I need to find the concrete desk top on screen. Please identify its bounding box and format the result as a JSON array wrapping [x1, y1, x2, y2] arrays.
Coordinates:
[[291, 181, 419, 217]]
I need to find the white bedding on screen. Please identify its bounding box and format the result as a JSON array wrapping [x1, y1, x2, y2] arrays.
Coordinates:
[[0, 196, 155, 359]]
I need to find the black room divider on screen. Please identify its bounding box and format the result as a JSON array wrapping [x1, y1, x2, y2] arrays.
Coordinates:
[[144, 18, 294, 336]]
..........
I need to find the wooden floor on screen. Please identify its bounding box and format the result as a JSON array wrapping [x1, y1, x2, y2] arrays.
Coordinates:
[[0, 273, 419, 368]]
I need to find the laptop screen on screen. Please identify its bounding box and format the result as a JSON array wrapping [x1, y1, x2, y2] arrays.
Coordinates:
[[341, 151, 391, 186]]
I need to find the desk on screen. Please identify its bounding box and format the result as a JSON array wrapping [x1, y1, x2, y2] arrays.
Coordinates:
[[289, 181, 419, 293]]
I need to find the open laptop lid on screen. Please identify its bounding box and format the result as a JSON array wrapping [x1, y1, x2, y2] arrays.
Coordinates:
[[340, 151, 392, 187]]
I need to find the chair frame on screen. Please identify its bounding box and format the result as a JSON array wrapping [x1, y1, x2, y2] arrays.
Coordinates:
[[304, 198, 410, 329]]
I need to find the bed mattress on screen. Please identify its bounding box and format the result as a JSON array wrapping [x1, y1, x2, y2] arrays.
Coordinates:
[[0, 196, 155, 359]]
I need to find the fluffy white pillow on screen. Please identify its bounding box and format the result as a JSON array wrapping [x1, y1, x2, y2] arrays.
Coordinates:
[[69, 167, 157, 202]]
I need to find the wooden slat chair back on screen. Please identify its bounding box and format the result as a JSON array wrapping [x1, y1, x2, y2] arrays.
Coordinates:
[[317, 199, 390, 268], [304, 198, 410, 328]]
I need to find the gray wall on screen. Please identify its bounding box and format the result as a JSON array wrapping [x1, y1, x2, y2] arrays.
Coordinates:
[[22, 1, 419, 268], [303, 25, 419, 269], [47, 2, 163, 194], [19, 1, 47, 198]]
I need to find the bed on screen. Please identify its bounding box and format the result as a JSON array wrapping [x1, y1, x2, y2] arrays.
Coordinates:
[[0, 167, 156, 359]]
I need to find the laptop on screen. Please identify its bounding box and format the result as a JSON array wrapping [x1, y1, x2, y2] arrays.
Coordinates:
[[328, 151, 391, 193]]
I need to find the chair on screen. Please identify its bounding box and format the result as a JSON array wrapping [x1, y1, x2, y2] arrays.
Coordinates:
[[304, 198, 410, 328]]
..........
* _Work instructions_:
Pick out each line of the listing above that contains the string "white", with uppercase and lowercase counted as different.

* _Solved problem_:
I need to find the white bedding on screen. Please identify its bounding box and format the result as a JSON array wrapping [x1, y1, x2, y2] arrays.
I need to find the fluffy white pillow on screen. Please identify its bounding box and format the result as a JSON array wrapping [x1, y1, x2, y2] arrays.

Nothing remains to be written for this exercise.